Task set>
**A)** Answer each question from the passage on Maharal's commentary, one line per answer, marked to match:
(i) Whose three statements does Maharal explain first in this week's mishna?
(ii) For which three things does Maharal show each student's view giving advice?
(iii) Who was the first major commentator on Avot to introduce each of the rabbis quoted in the mishna?
**B)** List every person named in the passage on Maharal's commentary.
**C)** Continue the passage on Maharal's commentary from its last sentence, going on with the introduction to R. Elazar b. Arakh.

RABBI ELAZAR B. ARAKH AND A SUMMARY OF ALL FIVE STUDENTS

 

Maharal does two things in this week's mishna.  First, he explains R. Elazar b. Arakh's three statements and then goes back to the other four students and re-explains their views, showing how each one provided advice for the guf (body), nefesh (soul), and the person as a whole.  I do not think it is worth belaboring each of those, so I will just mention the one I find the most interesting. 

 

RABBI ELAZAR BEN ARAKH - AN INTRODUCTION

 

An interesting fact I discovered during my doctoral research was that the first major commentator on Avot to introduce each of the rabbis quoted in the mishna - to give their background, who they were, what they did most famously, and so on - was R. Shimon b. Zema Duran in the late 1300's or early 1400's.  I have not, in this shiur, made a general practice of that, since Maharal does not, but I find R. Elazar b. Arakh so interesting a figure that I will allow myself a moment of introduction.

Data lines>
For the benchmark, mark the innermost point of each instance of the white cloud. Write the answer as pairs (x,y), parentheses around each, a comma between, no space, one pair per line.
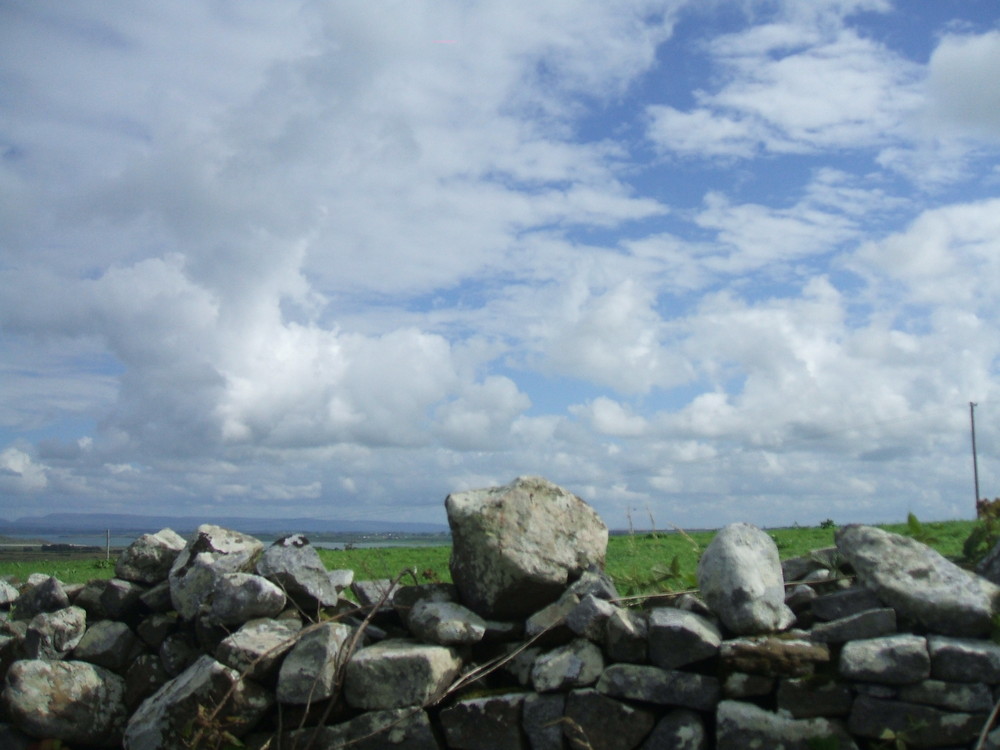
(964,98)
(20,473)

The replies>
**A)**
(i) R. Elazar b. Arakh's
(ii) The guf (body), the nefesh (soul), and the person as a whole
(iii) R. Shimon b. Zema Duran

**B)**
Maharal
R. Elazar b. Arakh
R. Shimon b. Zema Duran

**C)**
     As we have seen, the simplest reading of the text is that R. Yochanan b. Zakkai (RYB"Z) thought of R. Elazar as the greatest of his students (at the very least, one version reports that this was his view; for a claim that R. Elazar and R. Eliezer were each greatest in a different aspect of Torah, see R. Yona).  Yet we find very few citations of R. Elazar b. Arakh in halakhic literature (in a CD-ROM check, I found 25 citations in Mishnaic and Talmudic literature, over half of which were from Avot or Avot de-Rabi Natan).

 

In Avot de-Rabi Natan (and elsewhere), a story is told to explain why:  when RYB"Z passed away, most of his students migrated to Yavneh, a place of Torah.  R. Elazar decided to go instead to a "beautiful" place (the Gemara does not actually say Hawaii, but it is that kind of place that was meant - a place of great physical beauty, but little Torah presence).  After living there a while, R. Elazar forgot his Torah to such an extent that when he was called up to read the Torah (remember that in the time of the mishna, getting called up to the Torah meant you actually had to read that portion for the congregation), he read the words HA-CHODESH HA-ZEH LAKHEM (this month shall be for you) as HA-CHERESH HAYA LIBAM (their hearts were deaf), thus making a mistake in one letter in each of the three words. 

 

In the Gemara's version, his friends prayed for him, and his wisdom was restored.  He became known as R. Nehorai because his eyes were re-enlightened in Torah.  It is in reaction to that incident, in fact, that the Gemara thinks R. Nehorai said (also in Avot) "hevei goleh limkom Torah," which most simply means "pick a place of Torah in which to live" (for a different view, see Rashi).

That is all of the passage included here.